> **Alıştırma Koşulları**
Demirhindi metninde "Ekşi tatlı arası" ifadesinden "çok yiyecekte kullanılır." ifadesine kadar olan bölümü kelimesi kelimesine aktarır mısınız?

> **Okuma Metni**
━━━━
Şerbeti ile tanıdığımız Demirhindi, anavatanı Afrika olan, Mısır, Güney Asya, Güney Amerika ve Karayip adaları gibi tropikal bölgelerde ve ülkemizin güney kıyılarında meyvesi için yetiştirilen bir ağacın meyvesidir. Taze demirhindi meyveleri özellikle ilkbahar sonu ve yazın ilk aylarında bulunur. Latince adı Tamarindus indica olan bu ağaç sarı kırmızı salkım salkım çiçekleri ve koyu kırmızı kahverengi arası kabuklu meyvesiyle 20 – 25 metre uzunluklara ulaşan bir ağaçtır. Yemişleri de koyu renklidir. Olgunlaşmadığında oldukça ekşi olan Demirhindi, geliştikçe tatlılaşır. Meyvesi ve yaprakları Madagaskar’da halka kuyruklu lemurların en sevdiği yiyecektir.
Ekşi tatlı arası tadıyla Demirhindi farklı lezzette bir meyvedir. Meyveleri üzerine şeker serperek yenebileceği gibi, baharat olarak da yemek, salata, çorba ve turşularda kullanılır. Demirhindi şerbeti, reçeli ve macunu ülkemizde en bilinen kullanım şekilleridir. Hint ve Güney Asya mutfağında özel bir yeri vardır, sos, şekerleme, turşu gibi pek çok yiyecekte kullanılır.
━━━━
> **Bilgiler**
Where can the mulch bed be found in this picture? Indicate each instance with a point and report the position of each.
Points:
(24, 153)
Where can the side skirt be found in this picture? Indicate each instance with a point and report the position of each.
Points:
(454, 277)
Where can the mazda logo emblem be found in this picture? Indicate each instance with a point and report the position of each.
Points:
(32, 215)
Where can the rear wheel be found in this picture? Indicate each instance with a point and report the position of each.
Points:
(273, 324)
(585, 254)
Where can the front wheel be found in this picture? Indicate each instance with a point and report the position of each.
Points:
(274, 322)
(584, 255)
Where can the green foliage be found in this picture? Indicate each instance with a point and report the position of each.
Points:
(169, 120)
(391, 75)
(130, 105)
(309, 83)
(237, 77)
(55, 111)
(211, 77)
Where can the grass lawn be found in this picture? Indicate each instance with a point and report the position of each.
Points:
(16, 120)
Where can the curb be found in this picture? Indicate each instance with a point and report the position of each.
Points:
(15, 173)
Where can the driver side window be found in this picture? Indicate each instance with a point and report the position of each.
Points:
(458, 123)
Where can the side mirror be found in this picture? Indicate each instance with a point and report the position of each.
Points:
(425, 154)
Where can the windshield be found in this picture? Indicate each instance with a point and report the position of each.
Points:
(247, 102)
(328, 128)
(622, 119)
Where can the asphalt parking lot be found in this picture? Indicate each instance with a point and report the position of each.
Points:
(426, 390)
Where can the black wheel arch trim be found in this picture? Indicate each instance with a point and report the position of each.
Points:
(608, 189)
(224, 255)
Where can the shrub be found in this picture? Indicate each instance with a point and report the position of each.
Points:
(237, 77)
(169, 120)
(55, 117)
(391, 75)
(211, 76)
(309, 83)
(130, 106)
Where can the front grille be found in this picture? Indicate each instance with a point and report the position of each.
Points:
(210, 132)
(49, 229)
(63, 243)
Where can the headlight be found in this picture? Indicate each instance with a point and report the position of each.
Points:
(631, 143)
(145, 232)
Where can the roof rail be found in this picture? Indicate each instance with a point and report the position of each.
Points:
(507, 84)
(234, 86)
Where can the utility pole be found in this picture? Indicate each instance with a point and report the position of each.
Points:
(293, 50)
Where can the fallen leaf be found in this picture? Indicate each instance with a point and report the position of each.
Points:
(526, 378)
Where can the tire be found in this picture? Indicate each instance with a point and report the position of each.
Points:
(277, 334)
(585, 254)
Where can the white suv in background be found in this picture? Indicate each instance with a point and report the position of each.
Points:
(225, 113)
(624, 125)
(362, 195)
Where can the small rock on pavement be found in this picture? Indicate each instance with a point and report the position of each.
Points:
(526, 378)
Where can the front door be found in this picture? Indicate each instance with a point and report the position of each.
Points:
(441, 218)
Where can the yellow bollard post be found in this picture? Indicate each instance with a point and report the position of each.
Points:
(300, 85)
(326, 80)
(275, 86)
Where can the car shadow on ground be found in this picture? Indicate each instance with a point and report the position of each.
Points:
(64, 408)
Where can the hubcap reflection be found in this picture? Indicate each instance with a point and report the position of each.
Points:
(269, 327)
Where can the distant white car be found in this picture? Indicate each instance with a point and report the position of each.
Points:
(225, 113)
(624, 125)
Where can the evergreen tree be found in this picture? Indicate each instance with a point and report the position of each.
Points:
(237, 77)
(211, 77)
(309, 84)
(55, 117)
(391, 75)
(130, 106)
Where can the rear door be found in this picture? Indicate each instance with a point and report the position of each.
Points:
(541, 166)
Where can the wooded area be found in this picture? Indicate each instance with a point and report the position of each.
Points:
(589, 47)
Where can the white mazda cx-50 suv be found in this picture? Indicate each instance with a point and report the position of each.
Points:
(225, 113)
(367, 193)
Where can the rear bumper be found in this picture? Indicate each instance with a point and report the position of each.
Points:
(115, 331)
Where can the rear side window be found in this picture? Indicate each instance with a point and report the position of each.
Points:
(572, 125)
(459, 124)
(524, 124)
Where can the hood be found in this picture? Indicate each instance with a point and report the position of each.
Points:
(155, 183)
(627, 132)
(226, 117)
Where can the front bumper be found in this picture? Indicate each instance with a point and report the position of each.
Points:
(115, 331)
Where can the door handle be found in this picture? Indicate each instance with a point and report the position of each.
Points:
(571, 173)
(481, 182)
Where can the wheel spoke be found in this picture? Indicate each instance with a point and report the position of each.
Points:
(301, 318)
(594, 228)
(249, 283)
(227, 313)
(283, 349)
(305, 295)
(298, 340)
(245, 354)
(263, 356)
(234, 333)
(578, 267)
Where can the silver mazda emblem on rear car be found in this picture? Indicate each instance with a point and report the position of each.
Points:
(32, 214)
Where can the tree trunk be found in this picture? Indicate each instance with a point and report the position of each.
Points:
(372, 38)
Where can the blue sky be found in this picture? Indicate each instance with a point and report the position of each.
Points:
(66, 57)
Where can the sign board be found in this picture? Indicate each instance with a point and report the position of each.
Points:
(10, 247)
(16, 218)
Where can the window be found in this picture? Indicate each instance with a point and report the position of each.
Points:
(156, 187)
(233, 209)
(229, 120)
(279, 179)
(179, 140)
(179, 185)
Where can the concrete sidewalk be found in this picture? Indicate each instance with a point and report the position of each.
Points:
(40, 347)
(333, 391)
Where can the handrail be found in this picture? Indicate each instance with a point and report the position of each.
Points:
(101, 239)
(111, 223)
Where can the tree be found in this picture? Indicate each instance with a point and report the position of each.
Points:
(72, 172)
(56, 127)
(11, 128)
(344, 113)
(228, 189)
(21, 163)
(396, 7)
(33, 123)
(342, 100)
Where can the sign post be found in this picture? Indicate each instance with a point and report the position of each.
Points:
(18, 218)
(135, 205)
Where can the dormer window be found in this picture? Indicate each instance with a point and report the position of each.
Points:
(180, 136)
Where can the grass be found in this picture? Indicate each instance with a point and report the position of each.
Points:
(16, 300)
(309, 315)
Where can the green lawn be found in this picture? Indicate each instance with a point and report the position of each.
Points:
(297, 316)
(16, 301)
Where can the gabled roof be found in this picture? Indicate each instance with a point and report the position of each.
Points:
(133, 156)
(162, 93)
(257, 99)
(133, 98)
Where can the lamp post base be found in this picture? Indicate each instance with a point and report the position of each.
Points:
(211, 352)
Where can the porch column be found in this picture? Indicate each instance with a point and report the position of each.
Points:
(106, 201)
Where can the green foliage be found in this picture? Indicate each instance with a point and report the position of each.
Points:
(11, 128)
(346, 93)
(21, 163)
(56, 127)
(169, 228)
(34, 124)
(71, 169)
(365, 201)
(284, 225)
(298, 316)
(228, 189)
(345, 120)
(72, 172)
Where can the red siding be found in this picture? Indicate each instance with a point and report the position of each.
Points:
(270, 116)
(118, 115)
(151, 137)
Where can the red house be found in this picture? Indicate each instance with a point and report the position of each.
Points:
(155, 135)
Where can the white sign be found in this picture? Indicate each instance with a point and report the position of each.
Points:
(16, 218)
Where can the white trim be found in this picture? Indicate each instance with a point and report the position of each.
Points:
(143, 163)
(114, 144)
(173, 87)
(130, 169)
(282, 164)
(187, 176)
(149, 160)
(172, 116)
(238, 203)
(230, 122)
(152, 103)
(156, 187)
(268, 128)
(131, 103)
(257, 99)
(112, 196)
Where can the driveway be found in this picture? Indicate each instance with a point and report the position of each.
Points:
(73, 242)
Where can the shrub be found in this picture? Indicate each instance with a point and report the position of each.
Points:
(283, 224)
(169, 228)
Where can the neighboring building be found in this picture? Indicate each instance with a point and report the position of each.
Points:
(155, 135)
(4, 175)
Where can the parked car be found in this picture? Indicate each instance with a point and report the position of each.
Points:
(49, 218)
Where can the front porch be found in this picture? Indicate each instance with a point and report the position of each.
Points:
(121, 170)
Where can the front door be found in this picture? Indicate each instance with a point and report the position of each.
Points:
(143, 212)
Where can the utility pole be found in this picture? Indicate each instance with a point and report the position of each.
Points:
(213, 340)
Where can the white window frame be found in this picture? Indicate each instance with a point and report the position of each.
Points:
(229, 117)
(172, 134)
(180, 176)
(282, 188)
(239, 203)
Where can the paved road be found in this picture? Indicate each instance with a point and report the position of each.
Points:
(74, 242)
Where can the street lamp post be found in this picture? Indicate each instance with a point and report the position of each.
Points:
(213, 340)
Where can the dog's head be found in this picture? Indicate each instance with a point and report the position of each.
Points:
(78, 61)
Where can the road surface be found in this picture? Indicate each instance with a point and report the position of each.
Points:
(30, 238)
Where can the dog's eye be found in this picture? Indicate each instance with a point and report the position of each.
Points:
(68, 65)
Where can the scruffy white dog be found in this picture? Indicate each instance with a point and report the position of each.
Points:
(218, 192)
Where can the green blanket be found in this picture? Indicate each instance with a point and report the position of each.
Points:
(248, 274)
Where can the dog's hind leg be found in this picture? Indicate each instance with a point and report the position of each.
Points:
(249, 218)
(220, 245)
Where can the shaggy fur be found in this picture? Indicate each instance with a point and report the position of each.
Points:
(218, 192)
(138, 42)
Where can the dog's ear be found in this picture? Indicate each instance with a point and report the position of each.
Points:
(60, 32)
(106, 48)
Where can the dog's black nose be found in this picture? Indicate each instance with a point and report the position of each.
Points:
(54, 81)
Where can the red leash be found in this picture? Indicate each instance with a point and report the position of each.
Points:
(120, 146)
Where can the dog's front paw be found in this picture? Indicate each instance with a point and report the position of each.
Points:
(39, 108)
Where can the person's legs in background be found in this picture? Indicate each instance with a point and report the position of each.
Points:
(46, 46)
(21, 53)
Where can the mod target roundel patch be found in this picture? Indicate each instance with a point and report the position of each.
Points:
━━━━
> **Görevin Çözümü**
Ekşi tatlı arası tadıyla Demirhindi farklı lezzette bir meyvedir. Meyveleri üzerine şeker serperek yenebileceği gibi, baharat olarak da yemek, salata, çorba ve turşularda kullanılır. Demirhindi şerbeti, reçeli ve macunu ülkemizde en bilinen kullanım şekilleridir. Hint ve Güney Asya mutfağında özel bir yeri vardır, sos, şekerleme, turşu gibi pek çok yiyecekte kullanılır.